## [Stored data entries]
● ● ● ●

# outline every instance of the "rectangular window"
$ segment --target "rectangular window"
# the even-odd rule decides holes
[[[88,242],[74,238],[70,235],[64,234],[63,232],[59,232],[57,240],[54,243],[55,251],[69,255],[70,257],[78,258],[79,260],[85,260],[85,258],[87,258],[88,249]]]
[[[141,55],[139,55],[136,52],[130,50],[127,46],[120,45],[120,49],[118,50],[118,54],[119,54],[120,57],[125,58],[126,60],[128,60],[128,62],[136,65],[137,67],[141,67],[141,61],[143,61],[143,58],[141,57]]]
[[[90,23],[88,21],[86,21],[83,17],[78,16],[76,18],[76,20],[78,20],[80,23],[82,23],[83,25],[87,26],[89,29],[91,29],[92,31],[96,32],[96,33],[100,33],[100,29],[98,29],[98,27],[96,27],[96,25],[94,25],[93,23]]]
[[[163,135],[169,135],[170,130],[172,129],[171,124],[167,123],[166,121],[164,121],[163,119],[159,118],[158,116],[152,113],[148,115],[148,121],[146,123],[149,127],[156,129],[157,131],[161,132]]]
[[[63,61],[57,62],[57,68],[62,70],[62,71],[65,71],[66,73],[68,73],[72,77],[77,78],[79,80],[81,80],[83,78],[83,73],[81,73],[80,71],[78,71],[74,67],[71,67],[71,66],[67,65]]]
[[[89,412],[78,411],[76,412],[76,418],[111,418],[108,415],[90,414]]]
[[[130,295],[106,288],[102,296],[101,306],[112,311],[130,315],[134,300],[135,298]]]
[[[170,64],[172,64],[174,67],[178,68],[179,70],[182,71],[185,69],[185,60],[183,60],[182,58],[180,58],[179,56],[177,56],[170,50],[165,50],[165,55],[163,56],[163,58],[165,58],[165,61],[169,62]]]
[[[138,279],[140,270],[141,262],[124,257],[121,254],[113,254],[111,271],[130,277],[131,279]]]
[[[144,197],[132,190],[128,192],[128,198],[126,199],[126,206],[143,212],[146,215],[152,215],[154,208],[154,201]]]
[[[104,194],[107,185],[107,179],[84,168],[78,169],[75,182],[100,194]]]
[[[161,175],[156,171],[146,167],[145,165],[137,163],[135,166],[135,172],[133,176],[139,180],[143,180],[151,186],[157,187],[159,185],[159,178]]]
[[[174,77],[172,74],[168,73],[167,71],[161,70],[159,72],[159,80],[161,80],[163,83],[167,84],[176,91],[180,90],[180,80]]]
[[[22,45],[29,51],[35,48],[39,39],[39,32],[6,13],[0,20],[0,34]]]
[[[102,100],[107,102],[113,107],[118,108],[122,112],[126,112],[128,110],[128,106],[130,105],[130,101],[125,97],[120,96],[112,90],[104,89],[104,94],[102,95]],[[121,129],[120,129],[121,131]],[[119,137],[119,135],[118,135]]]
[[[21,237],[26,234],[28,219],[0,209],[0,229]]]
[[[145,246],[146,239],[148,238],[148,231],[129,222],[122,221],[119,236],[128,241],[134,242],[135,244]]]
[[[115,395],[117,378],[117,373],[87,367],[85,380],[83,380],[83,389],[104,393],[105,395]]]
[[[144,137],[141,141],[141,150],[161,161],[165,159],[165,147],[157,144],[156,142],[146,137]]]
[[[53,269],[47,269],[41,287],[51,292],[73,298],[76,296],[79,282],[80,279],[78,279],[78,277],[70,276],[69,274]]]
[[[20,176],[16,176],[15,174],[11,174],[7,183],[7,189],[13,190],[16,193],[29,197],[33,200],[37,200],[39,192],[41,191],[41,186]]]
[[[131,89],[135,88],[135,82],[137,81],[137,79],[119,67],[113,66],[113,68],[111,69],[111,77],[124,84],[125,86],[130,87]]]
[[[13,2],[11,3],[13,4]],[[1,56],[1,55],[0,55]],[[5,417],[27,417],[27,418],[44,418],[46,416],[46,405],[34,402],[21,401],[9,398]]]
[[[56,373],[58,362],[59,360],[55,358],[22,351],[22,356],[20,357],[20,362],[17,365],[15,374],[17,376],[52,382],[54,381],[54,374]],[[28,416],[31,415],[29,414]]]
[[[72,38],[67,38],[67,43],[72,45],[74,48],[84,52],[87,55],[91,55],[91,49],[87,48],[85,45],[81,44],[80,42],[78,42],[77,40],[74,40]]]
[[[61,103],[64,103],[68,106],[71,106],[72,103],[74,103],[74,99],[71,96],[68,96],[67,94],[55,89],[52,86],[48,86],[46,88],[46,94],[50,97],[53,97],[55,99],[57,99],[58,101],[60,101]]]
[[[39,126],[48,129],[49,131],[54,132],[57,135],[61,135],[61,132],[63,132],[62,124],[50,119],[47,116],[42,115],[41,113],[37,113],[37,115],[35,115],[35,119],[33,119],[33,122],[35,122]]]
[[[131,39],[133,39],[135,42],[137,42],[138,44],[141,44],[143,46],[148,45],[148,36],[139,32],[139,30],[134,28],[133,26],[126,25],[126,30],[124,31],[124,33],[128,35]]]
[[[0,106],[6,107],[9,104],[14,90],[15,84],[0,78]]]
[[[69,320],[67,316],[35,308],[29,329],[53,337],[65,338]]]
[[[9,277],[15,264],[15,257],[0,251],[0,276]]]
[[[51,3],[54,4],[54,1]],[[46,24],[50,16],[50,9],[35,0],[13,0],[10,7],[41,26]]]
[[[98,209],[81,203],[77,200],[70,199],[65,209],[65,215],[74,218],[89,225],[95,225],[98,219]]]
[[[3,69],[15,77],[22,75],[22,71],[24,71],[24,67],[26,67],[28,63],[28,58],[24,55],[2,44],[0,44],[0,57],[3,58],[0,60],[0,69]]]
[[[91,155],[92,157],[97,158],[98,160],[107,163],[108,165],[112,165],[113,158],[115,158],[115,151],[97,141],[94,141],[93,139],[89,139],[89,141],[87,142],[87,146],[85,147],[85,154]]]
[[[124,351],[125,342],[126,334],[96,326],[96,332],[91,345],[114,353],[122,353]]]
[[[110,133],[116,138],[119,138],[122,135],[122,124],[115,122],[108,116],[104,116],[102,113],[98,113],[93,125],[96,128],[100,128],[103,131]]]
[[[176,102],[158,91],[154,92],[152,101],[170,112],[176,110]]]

● ● ● ●

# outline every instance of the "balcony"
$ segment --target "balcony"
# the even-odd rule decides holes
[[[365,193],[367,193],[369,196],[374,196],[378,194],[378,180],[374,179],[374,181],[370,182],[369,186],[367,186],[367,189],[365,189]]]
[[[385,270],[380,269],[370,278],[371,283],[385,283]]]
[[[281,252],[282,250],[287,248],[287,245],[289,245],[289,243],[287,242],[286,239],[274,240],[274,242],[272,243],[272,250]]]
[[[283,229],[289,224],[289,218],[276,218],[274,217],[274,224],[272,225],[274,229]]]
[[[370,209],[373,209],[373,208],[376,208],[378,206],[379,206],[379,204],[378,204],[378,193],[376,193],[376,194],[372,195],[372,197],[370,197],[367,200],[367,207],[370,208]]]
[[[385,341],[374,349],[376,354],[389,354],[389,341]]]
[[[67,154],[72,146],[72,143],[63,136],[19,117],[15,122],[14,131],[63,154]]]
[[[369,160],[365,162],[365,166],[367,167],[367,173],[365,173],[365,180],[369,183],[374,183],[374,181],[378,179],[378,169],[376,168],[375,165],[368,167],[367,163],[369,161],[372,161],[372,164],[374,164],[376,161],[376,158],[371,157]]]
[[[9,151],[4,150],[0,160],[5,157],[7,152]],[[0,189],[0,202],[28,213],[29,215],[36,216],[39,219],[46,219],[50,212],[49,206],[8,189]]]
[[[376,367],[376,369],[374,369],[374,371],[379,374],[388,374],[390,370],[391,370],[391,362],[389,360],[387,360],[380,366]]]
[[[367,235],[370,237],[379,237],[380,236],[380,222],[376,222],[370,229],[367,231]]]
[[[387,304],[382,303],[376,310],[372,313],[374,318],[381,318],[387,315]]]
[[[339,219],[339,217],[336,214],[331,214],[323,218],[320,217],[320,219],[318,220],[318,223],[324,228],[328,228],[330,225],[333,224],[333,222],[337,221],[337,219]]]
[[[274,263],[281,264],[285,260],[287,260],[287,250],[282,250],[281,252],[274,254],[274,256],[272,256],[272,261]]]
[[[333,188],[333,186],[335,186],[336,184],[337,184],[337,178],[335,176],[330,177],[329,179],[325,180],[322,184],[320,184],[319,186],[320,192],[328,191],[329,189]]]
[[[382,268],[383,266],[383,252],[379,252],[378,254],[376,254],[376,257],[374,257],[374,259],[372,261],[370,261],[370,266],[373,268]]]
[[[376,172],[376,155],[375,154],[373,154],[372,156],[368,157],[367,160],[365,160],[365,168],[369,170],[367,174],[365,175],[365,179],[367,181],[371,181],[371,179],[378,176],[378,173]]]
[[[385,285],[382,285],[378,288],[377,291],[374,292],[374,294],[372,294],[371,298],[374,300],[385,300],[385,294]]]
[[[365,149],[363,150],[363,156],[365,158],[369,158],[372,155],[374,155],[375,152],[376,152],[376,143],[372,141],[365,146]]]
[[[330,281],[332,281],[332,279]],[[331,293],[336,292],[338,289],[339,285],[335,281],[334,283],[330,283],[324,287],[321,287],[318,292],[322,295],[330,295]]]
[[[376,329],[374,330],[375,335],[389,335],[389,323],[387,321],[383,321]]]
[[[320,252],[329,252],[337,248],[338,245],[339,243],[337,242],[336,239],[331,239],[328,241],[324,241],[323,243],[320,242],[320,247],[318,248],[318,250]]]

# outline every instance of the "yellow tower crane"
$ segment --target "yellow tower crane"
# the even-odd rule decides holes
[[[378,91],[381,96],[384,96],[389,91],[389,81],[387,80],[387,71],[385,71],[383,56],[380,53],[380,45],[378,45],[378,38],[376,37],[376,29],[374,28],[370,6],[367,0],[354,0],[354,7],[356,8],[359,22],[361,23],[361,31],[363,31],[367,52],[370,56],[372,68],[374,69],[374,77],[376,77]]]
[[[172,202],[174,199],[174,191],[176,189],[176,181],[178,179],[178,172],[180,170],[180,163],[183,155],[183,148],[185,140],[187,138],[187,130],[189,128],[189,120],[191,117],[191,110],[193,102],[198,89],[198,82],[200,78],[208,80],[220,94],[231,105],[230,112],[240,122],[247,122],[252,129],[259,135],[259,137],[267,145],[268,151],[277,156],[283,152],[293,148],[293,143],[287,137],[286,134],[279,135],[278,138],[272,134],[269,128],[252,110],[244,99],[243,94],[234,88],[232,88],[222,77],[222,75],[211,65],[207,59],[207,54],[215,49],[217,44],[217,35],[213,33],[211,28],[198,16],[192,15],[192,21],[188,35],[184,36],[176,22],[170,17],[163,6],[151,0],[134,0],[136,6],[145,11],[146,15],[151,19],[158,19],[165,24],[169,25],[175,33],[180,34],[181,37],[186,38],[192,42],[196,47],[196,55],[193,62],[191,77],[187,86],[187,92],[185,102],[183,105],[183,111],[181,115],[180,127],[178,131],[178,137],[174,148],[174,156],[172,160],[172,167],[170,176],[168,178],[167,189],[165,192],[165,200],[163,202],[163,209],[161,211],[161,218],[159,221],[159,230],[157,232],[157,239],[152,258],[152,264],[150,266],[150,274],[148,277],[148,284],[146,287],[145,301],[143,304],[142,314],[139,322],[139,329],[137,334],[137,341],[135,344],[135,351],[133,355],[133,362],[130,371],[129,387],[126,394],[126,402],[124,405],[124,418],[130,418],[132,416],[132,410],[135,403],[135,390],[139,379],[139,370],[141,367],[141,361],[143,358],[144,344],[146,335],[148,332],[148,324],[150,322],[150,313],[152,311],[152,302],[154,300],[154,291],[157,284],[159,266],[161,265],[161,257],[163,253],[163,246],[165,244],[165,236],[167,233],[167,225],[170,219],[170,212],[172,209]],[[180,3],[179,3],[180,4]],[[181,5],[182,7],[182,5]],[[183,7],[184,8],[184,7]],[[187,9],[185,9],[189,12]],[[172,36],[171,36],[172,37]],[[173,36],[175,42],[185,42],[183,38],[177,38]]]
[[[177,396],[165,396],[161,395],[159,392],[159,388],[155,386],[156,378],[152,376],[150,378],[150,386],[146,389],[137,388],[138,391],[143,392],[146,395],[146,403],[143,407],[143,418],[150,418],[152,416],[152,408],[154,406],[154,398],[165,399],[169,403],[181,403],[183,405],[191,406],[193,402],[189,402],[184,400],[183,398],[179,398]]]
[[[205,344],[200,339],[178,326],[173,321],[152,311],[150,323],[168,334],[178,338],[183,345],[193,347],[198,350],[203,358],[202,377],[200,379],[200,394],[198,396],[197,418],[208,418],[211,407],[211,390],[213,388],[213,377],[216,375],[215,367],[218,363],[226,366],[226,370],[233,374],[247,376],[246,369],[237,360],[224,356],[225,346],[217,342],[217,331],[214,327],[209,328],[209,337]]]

● ● ● ●

## [Task objective]
Each line above where the word "instance" occurs should be copied out.

## [Problem solution]
# outline every instance of the "rectangular window"
# outline every instance of the "balcony"
# outline every instance of the "yellow tower crane"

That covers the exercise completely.